═════ 確認用本文

COBOLに罪はない トップ自ら情報戦略を 論説委員長 原田亮介

COBOLに罪はない トップ自ら情報戦略を
論説委員長 原田亮介

核心
2019/8/12 2:00 日本経済新聞 電子版
日本の活力低下の一因はデジタル化の出遅れにある。まず手を着けるべきは、古びた情報システムの刷新だろう。改修できる人材の枯渇も迫っている。デジタル化による爆発的な変化に企業が適応するには、トップ自らが情報戦略を主導する必要がある。
COBOL」というプログラミング言語がある。1959年に業務用に開発され、金融機関などの基幹システムでは依然として現役だ。統計不正で問題となった厚生労働省の毎月勤労統計にも使われていることが話題になった。
IT企業がどの言語でシステム案件を受注しているかの調査結果をみるといまもJavaに次いで多い。だが老朽システムの保守が多く、斬新なサービスにつながるプロジェクトではまず使われない。若手技術者にも人気がない。

══════════
═════ 行データ一覧

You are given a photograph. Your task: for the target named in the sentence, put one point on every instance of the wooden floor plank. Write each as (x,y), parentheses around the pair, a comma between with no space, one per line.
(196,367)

══════════
═════ 行データ一覧

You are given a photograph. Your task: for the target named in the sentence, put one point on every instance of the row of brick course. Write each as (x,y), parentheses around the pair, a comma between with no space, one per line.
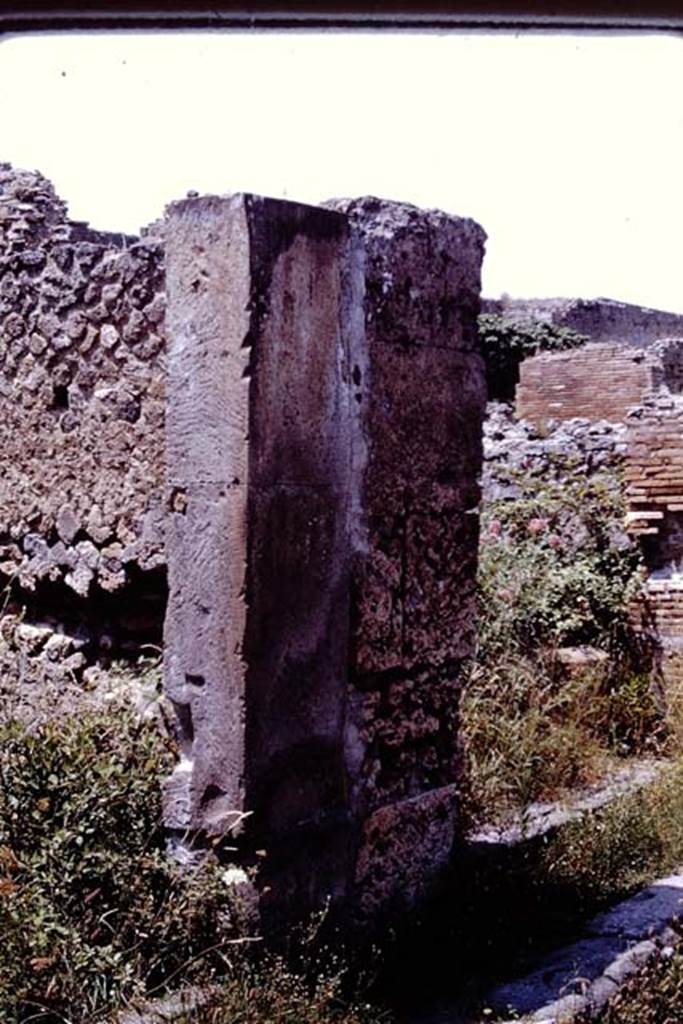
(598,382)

══════════
═════ 行データ一覧

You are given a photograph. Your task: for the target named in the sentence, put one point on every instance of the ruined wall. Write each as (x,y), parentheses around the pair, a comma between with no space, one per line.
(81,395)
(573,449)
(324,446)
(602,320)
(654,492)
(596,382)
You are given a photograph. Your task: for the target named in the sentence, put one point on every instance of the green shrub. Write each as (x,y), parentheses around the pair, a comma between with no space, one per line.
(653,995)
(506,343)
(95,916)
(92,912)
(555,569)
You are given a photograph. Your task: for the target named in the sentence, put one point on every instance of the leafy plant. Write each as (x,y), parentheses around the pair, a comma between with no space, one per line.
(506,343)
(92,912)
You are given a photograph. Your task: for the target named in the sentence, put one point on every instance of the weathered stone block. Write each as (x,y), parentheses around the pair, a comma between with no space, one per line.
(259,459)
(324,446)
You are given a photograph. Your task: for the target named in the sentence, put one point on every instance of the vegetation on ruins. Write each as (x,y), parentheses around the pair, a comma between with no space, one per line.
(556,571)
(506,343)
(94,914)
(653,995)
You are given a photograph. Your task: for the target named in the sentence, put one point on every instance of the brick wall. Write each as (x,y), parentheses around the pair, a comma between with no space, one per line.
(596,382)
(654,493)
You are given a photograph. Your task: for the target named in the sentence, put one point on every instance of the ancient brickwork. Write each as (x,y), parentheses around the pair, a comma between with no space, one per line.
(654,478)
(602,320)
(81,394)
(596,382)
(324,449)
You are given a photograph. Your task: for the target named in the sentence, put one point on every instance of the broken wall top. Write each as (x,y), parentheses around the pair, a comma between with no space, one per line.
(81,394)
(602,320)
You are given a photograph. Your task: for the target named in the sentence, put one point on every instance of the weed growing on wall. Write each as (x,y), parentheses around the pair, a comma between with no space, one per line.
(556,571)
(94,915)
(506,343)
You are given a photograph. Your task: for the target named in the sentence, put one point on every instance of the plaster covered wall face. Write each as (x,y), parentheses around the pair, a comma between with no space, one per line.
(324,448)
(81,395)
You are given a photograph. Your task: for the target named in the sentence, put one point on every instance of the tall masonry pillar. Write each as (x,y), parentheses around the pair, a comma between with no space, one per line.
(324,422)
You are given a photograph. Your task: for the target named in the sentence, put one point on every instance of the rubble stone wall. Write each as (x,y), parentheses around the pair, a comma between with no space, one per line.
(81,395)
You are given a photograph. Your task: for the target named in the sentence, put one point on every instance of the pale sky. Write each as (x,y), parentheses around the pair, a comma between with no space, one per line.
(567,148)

══════════

**作業手順**
上掲のCOBOLに関する論説のうち、「COBOLに罪はない トップ自ら情報戦略を 論説委員長」から「報戦略を主導する必要がある。」まで（両端を含む）を一字一句変えずに書き写してください。

**期待される解答**
COBOLに罪はない トップ自ら情報戦略を 論説委員長 原田亮介

COBOLに罪はない トップ自ら情報戦略を
論説委員長 原田亮介

核心
2019/8/12 2:00 日本経済新聞 電子版
日本の活力低下の一因はデジタル化の出遅れにある。まず手を着けるべきは、古びた情報システムの刷新だろう。改修できる人材の枯渇も迫っている。デジタル化による爆発的な変化に企業が適応するには、トップ自らが情報戦略を主導する必要がある。